● The problem
Put every line of the records below into a numbered list, omitting any blank lines.
>>
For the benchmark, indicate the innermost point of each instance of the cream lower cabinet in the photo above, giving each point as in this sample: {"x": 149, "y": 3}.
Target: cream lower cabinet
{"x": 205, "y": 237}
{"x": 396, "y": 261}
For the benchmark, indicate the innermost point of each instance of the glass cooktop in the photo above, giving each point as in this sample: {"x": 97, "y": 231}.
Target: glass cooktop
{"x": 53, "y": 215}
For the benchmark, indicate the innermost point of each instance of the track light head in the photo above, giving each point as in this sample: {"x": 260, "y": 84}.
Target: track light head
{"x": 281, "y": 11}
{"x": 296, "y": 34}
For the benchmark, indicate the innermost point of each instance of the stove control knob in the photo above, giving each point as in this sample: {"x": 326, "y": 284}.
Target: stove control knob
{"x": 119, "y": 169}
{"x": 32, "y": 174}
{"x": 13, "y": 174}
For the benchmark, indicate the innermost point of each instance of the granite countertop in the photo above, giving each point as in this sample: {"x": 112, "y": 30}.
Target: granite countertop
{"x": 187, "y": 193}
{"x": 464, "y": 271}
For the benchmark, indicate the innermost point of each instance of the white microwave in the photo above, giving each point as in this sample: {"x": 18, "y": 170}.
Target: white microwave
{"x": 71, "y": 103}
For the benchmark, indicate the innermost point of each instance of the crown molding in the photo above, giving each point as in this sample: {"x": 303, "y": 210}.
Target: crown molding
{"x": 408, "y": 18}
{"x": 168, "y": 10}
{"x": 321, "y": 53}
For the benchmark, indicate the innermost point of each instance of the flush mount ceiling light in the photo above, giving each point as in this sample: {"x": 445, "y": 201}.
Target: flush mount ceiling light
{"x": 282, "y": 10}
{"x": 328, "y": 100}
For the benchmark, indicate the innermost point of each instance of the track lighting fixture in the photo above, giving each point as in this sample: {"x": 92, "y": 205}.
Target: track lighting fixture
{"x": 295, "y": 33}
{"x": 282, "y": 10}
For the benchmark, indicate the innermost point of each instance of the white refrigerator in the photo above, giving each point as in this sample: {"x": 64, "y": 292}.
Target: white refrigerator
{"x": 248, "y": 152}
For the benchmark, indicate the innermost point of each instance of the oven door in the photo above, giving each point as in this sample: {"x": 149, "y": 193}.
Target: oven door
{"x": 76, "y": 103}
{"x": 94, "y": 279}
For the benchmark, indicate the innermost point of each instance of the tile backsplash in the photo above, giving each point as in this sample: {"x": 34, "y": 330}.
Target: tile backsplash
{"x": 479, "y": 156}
<<
● Written solution
1. For the benchmark, indicate the innermost point of each instance of the cream lower cabinet in the photo above, giving each point as in this sample: {"x": 149, "y": 3}.
2. Target: cream lower cabinet
3. {"x": 205, "y": 237}
4. {"x": 396, "y": 261}
5. For the benchmark, indicate the innermost point of each instance of the glass cooktop in the photo above, giving each point as in this sample: {"x": 97, "y": 231}.
6. Target: glass cooktop
7. {"x": 53, "y": 215}
8. For the benchmark, indicate the innermost point of each instance of the track light head in the photo above, giving each point as in this sample: {"x": 260, "y": 84}.
9. Target: track light head
10. {"x": 281, "y": 11}
11. {"x": 296, "y": 34}
12. For the benchmark, indicate the innermost point of each instance of the stove control knob in the photo above, giving each point as in this sample: {"x": 326, "y": 284}.
13. Target: stove control knob
14. {"x": 119, "y": 169}
15. {"x": 32, "y": 174}
16. {"x": 13, "y": 174}
17. For the benchmark, indicate the innermost point of each instance of the granite countertop in the photo above, giving each point as in this sample: {"x": 112, "y": 30}.
18. Target: granite countertop
19. {"x": 187, "y": 193}
20. {"x": 464, "y": 271}
21. For the benchmark, indicate the innermost point of each instance of the white microwave in the photo above, giving each point as in this sample: {"x": 18, "y": 170}.
22. Target: white microwave
23. {"x": 71, "y": 103}
24. For the benchmark, indicate the innermost point of each instance of the crown molding in the photo above, giving each point as in this sample: {"x": 303, "y": 210}.
25. Target: crown molding
26. {"x": 408, "y": 18}
27. {"x": 168, "y": 10}
28. {"x": 321, "y": 53}
29. For the benchmark, indicate the innermost point of each instance of the flush mount ceiling light in the photo above, giving each point as in this sample: {"x": 445, "y": 201}.
30. Target: flush mount ceiling light
31. {"x": 282, "y": 10}
32. {"x": 328, "y": 100}
33. For the benchmark, indicate the innermost point of each instance of the track lighting fixture in the photo above, giving each point as in this sample: {"x": 92, "y": 205}.
34. Target: track lighting fixture
35. {"x": 295, "y": 33}
36. {"x": 282, "y": 10}
37. For the benchmark, indicate the innermost point of each instance of the white refrigerator in the photo above, giving each point as in this sample: {"x": 64, "y": 292}.
38. Target: white refrigerator
39. {"x": 248, "y": 152}
40. For the benchmark, indicate the innermost point of each instance of the oven door in the photo above, giving each point as in this sample: {"x": 149, "y": 193}.
41. Target: oven door
42. {"x": 76, "y": 103}
43. {"x": 94, "y": 279}
44. For the benchmark, indicate the innermost point of each instance of the tile backsplash in the photo above, giving each point as in this sample: {"x": 34, "y": 330}.
45. Target: tile backsplash
46. {"x": 479, "y": 156}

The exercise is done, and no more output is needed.